(Point annotation dataset records)

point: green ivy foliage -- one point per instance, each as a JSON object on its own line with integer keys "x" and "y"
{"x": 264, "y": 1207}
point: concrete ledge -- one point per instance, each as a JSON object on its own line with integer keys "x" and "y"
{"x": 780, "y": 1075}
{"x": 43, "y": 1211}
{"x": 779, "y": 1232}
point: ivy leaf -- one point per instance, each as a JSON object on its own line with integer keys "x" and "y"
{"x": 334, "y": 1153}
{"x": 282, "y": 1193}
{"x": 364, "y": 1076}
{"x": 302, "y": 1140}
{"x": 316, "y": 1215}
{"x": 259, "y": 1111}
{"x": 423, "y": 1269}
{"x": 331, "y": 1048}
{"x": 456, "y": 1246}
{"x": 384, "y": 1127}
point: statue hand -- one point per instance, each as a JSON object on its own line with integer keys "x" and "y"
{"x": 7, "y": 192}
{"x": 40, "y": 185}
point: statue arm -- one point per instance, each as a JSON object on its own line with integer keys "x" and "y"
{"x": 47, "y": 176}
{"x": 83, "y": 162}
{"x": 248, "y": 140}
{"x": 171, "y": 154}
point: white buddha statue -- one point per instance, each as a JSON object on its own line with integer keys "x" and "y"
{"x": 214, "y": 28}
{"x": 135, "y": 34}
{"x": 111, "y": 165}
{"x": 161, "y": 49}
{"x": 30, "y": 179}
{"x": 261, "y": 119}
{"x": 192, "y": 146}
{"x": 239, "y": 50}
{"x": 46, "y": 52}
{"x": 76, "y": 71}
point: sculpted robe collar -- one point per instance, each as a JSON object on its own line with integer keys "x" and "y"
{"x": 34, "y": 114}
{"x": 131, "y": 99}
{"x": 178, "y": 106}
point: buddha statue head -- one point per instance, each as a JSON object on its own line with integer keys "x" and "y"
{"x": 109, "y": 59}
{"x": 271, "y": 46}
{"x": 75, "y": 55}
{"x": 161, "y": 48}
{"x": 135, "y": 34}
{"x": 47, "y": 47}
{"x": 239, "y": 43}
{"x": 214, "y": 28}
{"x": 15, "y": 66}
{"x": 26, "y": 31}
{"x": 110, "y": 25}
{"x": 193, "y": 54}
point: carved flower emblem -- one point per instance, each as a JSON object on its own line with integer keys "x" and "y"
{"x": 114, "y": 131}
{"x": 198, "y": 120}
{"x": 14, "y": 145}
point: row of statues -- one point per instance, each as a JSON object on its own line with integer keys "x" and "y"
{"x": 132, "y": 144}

_Task objective_
In this exercise, repeat all entries exactly.

_Result of the exercise_
point: green ivy foliage -- one point per instance, each as a JSON object on its own line with integer keys "x" and "y"
{"x": 264, "y": 1207}
point: concrete ledge -- one point per instance, each as a JSON object on its own line with integer keys "x" and "y"
{"x": 780, "y": 1075}
{"x": 43, "y": 1211}
{"x": 779, "y": 1232}
point: ivy leaf -- one point per instance, each as a JSON object on its own line with integer keys "x" and "y"
{"x": 334, "y": 1153}
{"x": 282, "y": 1193}
{"x": 364, "y": 1076}
{"x": 302, "y": 1140}
{"x": 316, "y": 1215}
{"x": 259, "y": 1111}
{"x": 423, "y": 1269}
{"x": 331, "y": 1048}
{"x": 456, "y": 1246}
{"x": 384, "y": 1127}
point: statue hand -- one point per instance, each as a JSON object on its own line with integer keys "x" and "y"
{"x": 7, "y": 192}
{"x": 40, "y": 185}
point: statue arm -- one point per instance, each as a JSON object on its own line with integer keys "x" and "y"
{"x": 47, "y": 176}
{"x": 83, "y": 162}
{"x": 248, "y": 140}
{"x": 171, "y": 154}
point: white buddha statue -- one point per instance, each as a JSON object on its own line with integer keys "x" and "y"
{"x": 214, "y": 28}
{"x": 135, "y": 34}
{"x": 111, "y": 165}
{"x": 161, "y": 49}
{"x": 30, "y": 179}
{"x": 261, "y": 119}
{"x": 192, "y": 146}
{"x": 239, "y": 50}
{"x": 46, "y": 52}
{"x": 76, "y": 71}
point: sculpted robe collar -- one point per instance, each as a JSON object on its own line with integer keys "x" and "y"
{"x": 34, "y": 114}
{"x": 131, "y": 99}
{"x": 178, "y": 106}
point: buddha statue head -- one point per instance, each as a JSON object on its own line with integer keys "x" and "y"
{"x": 109, "y": 59}
{"x": 271, "y": 46}
{"x": 75, "y": 55}
{"x": 161, "y": 48}
{"x": 135, "y": 34}
{"x": 47, "y": 47}
{"x": 239, "y": 43}
{"x": 214, "y": 28}
{"x": 15, "y": 66}
{"x": 26, "y": 31}
{"x": 110, "y": 25}
{"x": 193, "y": 54}
point: carved flower emblem -- one point per instance, each as a JSON object on its own line with integer keys "x" and "y"
{"x": 114, "y": 131}
{"x": 198, "y": 120}
{"x": 14, "y": 145}
point: row of statues -- one point per instance, each as a JSON object on its own line with integer keys "x" and "y"
{"x": 132, "y": 144}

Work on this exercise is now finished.